◆ Quoted text:

# divorce, moving and immigration



## twiga (Dec 1, 2009)

Hi

I am being divorced by my wife, have moved out from her house... 
presumably i need to notify immigration of my new address.. anyone know how/where i need to address to? cant find anything on the 'welcome to america' book!

also, i have a work visa now, the marriage was legit, but i now have some credit card debt from back home (was still paying it off and had problems while waiting for the work visa) 

my wife is really angry and wants to deport me... are these arrears grounds for deportation? 
this should be academic.. i am on it.. i have a good job now, but just wondered.


----------



## Fatbrit (May 8, 2008)

twiga said:


> Hi
> 
> I am being divorced by my wife, have moved out from her house...
> presumably i need to notify immigration of my new address.. anyone know how/where i need to address to? cant find anything on the 'welcome to america' book!
> ...



AR-11 is the form -- find it and the instructions @ USCIS.gov. I believe you can now e-file it as well. Whichever way you do it, keep a record for your own immigration file.

Angry wives don't get to deport their husbands -- ignore her. The only place where this could come into play is if she gets criminal charges against you. So avoid like the plague for your own health, and protect yourself with third party buffers in any communication you need to have with her.

You don't say whether you filed for a GC or not because of the marriage. Or what working visa you are going to be on..


----------



## twiga (Dec 1, 2009)

Fatbrit said:


> AR-11 is the form -- find it and the instructions @ USCIS.gov. I believe you can now e-file it as well. Whichever way you do it, keep a record for your own immigration file.
> 
> Angry wives don't get to deport their husbands -- ignore her. The only place where this could come into play is if she gets criminal charges against you. So avoid like the plague for your own health, and protect yourself with third party buffers in any communication you need to have with her.
> 
> You don't say whether you filed for a GC or not because of the marriage. Or what working visa you are going to be on..


thanks for the response..
I have been staying in her house and have only just saved enough to move out.. with attorney fees and such, only started work 2 months ago.. just got my permanent 2 year visa..
she has accused me of stealing from the house, no evidence.. is that enough to have me deported? i'm feeling pretty insecure at the moment, blown away by the amount of anger pointed at me, people here are telling me its par for the course though.
dont know what a GC is? 
thanks again.


----------



## Fatbrit (May 8, 2008)

twiga said:


> thanks for the response..

◆ Prompt 1:
Summarize the divorce and immigration thread in two sentences.
◆ Prompt 2:
Carry the divorce and immigration thread forward from its last line.

◆ Excerpted records:
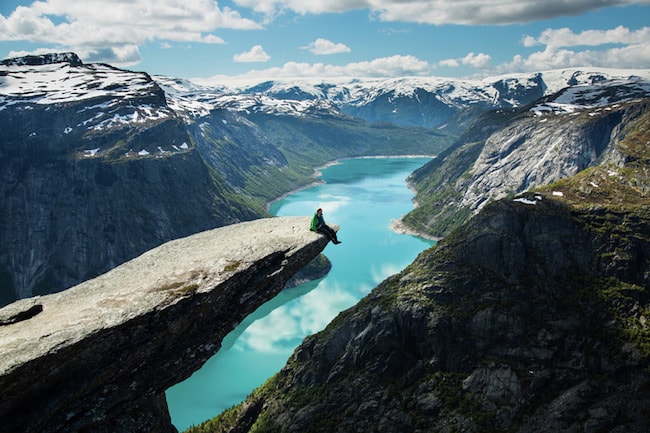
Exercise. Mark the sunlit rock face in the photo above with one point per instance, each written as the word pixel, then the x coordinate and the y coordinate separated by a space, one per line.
pixel 99 356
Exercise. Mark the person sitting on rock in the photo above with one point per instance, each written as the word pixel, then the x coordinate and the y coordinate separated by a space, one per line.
pixel 318 225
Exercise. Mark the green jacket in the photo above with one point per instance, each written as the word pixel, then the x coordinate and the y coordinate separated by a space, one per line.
pixel 314 223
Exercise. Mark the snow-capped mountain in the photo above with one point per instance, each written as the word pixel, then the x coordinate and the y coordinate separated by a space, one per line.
pixel 420 101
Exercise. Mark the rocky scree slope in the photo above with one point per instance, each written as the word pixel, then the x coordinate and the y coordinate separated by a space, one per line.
pixel 100 356
pixel 531 317
pixel 506 152
pixel 95 168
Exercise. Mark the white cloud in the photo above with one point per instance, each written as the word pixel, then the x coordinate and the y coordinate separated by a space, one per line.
pixel 114 28
pixel 393 66
pixel 564 37
pixel 631 49
pixel 442 11
pixel 323 46
pixel 479 60
pixel 255 54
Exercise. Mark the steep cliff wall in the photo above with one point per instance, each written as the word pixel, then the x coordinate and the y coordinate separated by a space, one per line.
pixel 95 168
pixel 532 317
pixel 99 356
pixel 508 152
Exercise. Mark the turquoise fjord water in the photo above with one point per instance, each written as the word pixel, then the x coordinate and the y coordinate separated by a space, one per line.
pixel 363 196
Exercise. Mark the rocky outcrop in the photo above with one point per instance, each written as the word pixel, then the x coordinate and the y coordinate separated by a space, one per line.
pixel 531 317
pixel 95 169
pixel 526 320
pixel 99 356
pixel 509 152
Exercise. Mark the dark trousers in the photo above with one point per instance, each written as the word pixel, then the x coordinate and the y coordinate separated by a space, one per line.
pixel 329 232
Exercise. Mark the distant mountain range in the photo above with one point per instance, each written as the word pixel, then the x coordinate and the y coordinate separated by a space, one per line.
pixel 530 315
pixel 96 161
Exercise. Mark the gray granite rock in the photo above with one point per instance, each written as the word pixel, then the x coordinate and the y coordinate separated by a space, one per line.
pixel 99 356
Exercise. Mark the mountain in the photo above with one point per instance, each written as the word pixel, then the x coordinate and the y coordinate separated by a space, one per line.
pixel 530 317
pixel 431 102
pixel 99 164
pixel 508 151
pixel 100 356
pixel 95 169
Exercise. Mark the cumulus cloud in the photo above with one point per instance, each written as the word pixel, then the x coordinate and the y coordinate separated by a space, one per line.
pixel 621 48
pixel 394 66
pixel 117 29
pixel 323 46
pixel 479 60
pixel 565 37
pixel 255 54
pixel 442 11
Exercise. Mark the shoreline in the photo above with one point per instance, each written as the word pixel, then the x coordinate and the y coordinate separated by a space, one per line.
pixel 317 173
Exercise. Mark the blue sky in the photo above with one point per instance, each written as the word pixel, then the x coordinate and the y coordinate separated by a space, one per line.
pixel 327 38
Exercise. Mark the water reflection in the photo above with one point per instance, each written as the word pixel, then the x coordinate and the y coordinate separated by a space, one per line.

◆ Exercise answer 1:
Twiga is being divorced, has moved out of the wife's house, and asks how to give immigration the new address and whether credit card debt from back home or the wife's unproven claim of theft could be grounds for deportation. Fatbrit names form AR-11 from USCIS.gov and says angry wives cannot deport their husbands unless they get criminal charges brought, advises avoiding her and using third-party buffers, and asks whether a GC was filed, a term Twiga does not know.

◆ Exercise answer 2:
> I have been staying in her house and have only just saved enough to move out.. with attorney fees and such, only started work 2 months ago.. just got my permanent 2 year visa..
> she has accused me of stealing from the house, no evidence.. is that enough to have me deported? i'm feeling pretty insecure at the moment, blown away by the amount of anger pointed at me, people here are telling me its par for the course though.
> dont know what a GC is?
> thanks again.


GC = green card. You've presumably got a 2-year conditional one. Don't forget you will need to file to remove conditions either 90 days before its expiry or when your divorce comes through -- whichever comes first.

Get out and stay out of the house would be my advice.


----------



## Davis1 (Feb 20, 2009)

Get Divorced ASAP ..then you can file the waiver and removal of the conditions
without waiting for the 2 years 
If lucky ~ you get it 
Unlucky ~ start packing

remind the wife that the affidavit of suport she signed it still valid even if divorced


----------



## Man (Nov 30, 2009)

twiga said:


> Hi
> 
> I am being divorced by my wife, have moved out from her house...
> 
> my wife is really angry and wants to deport me... are these arrears grounds for deportation?



They really are somthing aren't they? One day you're the only guy on earth she will make love to, and the next day you're the last guy on earth she'll give it up to....Typical American woman


Strange


----------



## twiga (Dec 1, 2009)

Man said:


> They really are somthing aren't they? One day you're the only guy on earth she will make love to, and the next day you're the last guy on earth she'll give it up to....Typical American woman
> 
> 
> Strange


yep, i have never known anything like it... it was all over a sunday morning row..
turns out she was a meth amphetamine addict.. she now has bi-polar disorder and has been on remeron for years, shes addicted to that now, didnt tell me though..
and shes a school counsellor.. i am wondering if and how i can introduce this fact to the court case.. it seems relevant to me.. and she is so desperately trying to bury me.
she kept a meth addicts diary, and i scanned several pertinent pages before i left.


----------



## Man (Nov 30, 2009)

twiga said:


> yep, i have never known anything like it... it was all over a sunday morning row..
> turns out she was a meth amphetamine addict.. she now has bi-polar disorder and has been on remeron for years, shes addicted to that now, didnt tell me though..
> and shes a school counsellor.. i am wondering if and how i can introduce this fact to the court case.. it seems relevant to me.. and she is so desperately trying to bury me.
> she kept a meth addicts diary, and i scanned several pertinent pages before i left.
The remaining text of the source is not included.